- Task details -
Output every line of the data exactly as it appears.

Collection entries:
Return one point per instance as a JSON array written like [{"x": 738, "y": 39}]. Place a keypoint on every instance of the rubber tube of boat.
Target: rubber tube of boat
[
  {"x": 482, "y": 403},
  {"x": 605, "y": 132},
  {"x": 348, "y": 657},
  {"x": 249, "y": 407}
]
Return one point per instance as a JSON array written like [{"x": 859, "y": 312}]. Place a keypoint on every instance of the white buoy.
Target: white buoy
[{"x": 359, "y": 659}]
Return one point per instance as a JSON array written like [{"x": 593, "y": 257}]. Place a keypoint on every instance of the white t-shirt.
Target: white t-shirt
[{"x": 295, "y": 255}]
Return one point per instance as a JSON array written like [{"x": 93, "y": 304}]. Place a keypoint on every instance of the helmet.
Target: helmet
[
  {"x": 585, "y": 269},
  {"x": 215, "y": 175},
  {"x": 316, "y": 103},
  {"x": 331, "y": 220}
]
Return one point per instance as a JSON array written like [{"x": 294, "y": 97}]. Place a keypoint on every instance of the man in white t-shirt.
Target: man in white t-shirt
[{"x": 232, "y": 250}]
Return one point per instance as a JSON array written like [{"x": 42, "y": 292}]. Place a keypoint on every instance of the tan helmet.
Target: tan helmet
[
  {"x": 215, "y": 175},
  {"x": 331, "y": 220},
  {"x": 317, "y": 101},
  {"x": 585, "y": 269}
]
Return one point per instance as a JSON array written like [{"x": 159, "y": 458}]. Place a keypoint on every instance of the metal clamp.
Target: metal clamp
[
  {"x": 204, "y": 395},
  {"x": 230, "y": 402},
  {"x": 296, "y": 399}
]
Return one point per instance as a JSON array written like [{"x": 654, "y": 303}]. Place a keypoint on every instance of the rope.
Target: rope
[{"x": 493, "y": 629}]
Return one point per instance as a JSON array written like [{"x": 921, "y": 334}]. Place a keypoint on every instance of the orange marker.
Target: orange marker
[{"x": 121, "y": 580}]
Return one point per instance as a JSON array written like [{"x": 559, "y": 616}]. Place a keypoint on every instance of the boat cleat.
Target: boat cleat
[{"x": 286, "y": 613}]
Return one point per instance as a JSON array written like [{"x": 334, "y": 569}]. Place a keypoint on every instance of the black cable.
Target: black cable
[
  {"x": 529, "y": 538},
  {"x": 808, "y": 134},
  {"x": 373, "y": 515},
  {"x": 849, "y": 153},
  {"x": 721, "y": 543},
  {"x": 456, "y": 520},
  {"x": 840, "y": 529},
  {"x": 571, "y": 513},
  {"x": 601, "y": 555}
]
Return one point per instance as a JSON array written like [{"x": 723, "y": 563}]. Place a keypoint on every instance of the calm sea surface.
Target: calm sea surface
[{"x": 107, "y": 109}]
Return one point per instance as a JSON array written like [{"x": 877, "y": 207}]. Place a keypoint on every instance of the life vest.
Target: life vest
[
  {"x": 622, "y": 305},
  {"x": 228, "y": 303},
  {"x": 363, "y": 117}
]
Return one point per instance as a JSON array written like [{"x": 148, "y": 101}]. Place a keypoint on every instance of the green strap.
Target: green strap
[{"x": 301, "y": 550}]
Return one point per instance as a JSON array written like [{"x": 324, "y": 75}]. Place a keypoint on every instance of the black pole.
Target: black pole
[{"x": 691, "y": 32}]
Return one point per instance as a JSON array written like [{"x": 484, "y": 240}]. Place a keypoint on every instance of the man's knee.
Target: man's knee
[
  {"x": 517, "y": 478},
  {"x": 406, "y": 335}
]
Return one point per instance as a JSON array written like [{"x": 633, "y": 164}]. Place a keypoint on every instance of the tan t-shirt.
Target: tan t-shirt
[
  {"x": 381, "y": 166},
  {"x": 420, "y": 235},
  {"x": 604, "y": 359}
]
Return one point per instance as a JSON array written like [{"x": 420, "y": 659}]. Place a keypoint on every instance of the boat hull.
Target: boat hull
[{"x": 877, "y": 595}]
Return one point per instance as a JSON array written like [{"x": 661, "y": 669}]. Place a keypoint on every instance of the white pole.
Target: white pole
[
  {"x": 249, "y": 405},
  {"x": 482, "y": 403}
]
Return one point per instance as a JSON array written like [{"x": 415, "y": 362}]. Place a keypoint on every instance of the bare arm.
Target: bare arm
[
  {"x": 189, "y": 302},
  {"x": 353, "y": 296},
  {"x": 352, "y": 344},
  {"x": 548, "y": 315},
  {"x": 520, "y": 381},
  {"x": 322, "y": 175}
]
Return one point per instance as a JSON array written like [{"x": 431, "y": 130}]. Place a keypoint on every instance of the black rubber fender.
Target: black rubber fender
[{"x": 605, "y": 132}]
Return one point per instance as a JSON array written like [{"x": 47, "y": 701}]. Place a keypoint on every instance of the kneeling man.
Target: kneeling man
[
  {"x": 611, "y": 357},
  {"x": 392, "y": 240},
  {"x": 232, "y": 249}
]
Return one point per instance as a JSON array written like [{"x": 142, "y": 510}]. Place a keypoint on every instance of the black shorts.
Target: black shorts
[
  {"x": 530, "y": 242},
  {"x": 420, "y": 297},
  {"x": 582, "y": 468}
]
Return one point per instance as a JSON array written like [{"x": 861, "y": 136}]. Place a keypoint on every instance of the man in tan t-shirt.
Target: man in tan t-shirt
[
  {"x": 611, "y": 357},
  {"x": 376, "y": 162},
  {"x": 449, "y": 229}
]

- Solution to this exercise -
Return one point per instance as a JSON array written like [{"x": 738, "y": 39}]. Place a keypoint on every instance of the rubber tube of boat.
Target: rubber tube of boat
[
  {"x": 482, "y": 403},
  {"x": 605, "y": 132},
  {"x": 348, "y": 657},
  {"x": 249, "y": 407}
]
Return one point per instance as a JSON array written like [{"x": 859, "y": 312}]. Place a keypoint on every instance of the white buoy.
Target: white buoy
[{"x": 359, "y": 659}]
Return one point per instance as a JSON array written like [{"x": 593, "y": 257}]. Place a keypoint on every instance of the white t-shirt.
Target: white t-shirt
[{"x": 295, "y": 255}]
Return one point per instance as a JSON array written like [{"x": 93, "y": 304}]. Place a keypoint on every instance of the helmet.
Target: helmet
[
  {"x": 585, "y": 269},
  {"x": 215, "y": 175},
  {"x": 316, "y": 103},
  {"x": 331, "y": 220}
]
Return one point per instance as a JSON array written like [{"x": 294, "y": 97}]. Place a keypoint on every instance of the man in white t-shirt.
Target: man in white t-shirt
[{"x": 232, "y": 250}]
Return one point per instance as a JSON array written like [{"x": 42, "y": 292}]. Place a keypoint on every instance of the tan helmet.
Target: tan helmet
[
  {"x": 215, "y": 175},
  {"x": 331, "y": 220},
  {"x": 317, "y": 101},
  {"x": 585, "y": 269}
]
Return one point per instance as a JSON array written like [{"x": 159, "y": 458}]. Place a keypoint on every instance of the metal clamp.
Target: metal clamp
[
  {"x": 204, "y": 395},
  {"x": 230, "y": 402},
  {"x": 296, "y": 399}
]
Return one point per instance as a JSON array written like [{"x": 654, "y": 303}]. Place a keypoint on every instance of the rope.
Target: rope
[{"x": 493, "y": 629}]
Return one point per instance as a JSON array written like [{"x": 921, "y": 334}]. Place a keypoint on every instance of the orange marker.
Target: orange marker
[{"x": 121, "y": 580}]
Return one point per instance as a JSON array written like [{"x": 559, "y": 616}]. Place a keypoint on every instance of the boat cleat.
Target: boat cleat
[{"x": 286, "y": 613}]
Return one point per instance as a JSON array written like [{"x": 334, "y": 569}]. Place a keypoint on every instance of the black cable.
Target: black cable
[
  {"x": 529, "y": 538},
  {"x": 808, "y": 134},
  {"x": 373, "y": 515},
  {"x": 849, "y": 153},
  {"x": 721, "y": 543},
  {"x": 456, "y": 520},
  {"x": 840, "y": 529},
  {"x": 571, "y": 513},
  {"x": 601, "y": 555}
]
Return one point per instance as a JSON array written like [{"x": 723, "y": 563}]. Place a keypoint on every instance of the calm sea surface.
Target: calm sea surface
[{"x": 107, "y": 109}]
Return one point per instance as a JSON array written like [{"x": 877, "y": 207}]. Place a keypoint on every instance of the life vest.
Target: life vest
[
  {"x": 622, "y": 305},
  {"x": 228, "y": 303},
  {"x": 363, "y": 117}
]
Return one point per instance as a JSON array written like [{"x": 148, "y": 101}]. Place a keypoint on every instance of the green strap.
Target: green strap
[{"x": 301, "y": 550}]
Return one point per instance as a JSON array written like [{"x": 324, "y": 75}]. Place a keypoint on every instance of the black pole.
Target: black pole
[{"x": 691, "y": 32}]
Return one point per instance as a JSON array written like [{"x": 484, "y": 240}]. Place a keypoint on every instance of the man's knee.
Target: man's knee
[
  {"x": 517, "y": 478},
  {"x": 406, "y": 335}
]
Return one point per instance as a JSON array written like [{"x": 633, "y": 164}]. Place a keypoint on every instance of the tan t-shirt.
Target: tan t-shirt
[
  {"x": 381, "y": 166},
  {"x": 420, "y": 235},
  {"x": 604, "y": 359}
]
Return one point per instance as a JSON array written like [{"x": 420, "y": 659}]. Place a keypoint on every instance of the boat hull.
Target: boat hull
[{"x": 877, "y": 595}]
Return one point per instance as a JSON array written like [{"x": 661, "y": 669}]. Place a keypoint on every instance of the white pole.
Target: white pole
[
  {"x": 249, "y": 405},
  {"x": 482, "y": 403}
]
Return one point per instance as a JSON array written like [{"x": 415, "y": 362}]. Place a keypoint on every instance of the bare arm.
Target: bare arm
[
  {"x": 189, "y": 302},
  {"x": 353, "y": 296},
  {"x": 352, "y": 344},
  {"x": 548, "y": 315},
  {"x": 520, "y": 381},
  {"x": 322, "y": 175}
]
Return one point per instance as a JSON array written like [{"x": 431, "y": 130}]. Place a keypoint on every instance of the black rubber fender.
Target: black rubber fender
[{"x": 605, "y": 132}]
Return one point per instance as a JSON array written like [{"x": 47, "y": 701}]. Place a keypoint on every instance of the kneeling man.
Target: kneeling man
[
  {"x": 611, "y": 357},
  {"x": 392, "y": 240},
  {"x": 232, "y": 249}
]
Return one point per instance as a JSON array written like [{"x": 142, "y": 510}]. Place a keypoint on every instance of the black shorts.
Target: black shorts
[
  {"x": 530, "y": 242},
  {"x": 420, "y": 297},
  {"x": 582, "y": 468}
]
Return one point per instance as a JSON array written like [{"x": 861, "y": 136}]. Place a keypoint on every instance of the man in tan t-shirt.
Target: man in tan t-shirt
[
  {"x": 611, "y": 357},
  {"x": 376, "y": 162},
  {"x": 449, "y": 229}
]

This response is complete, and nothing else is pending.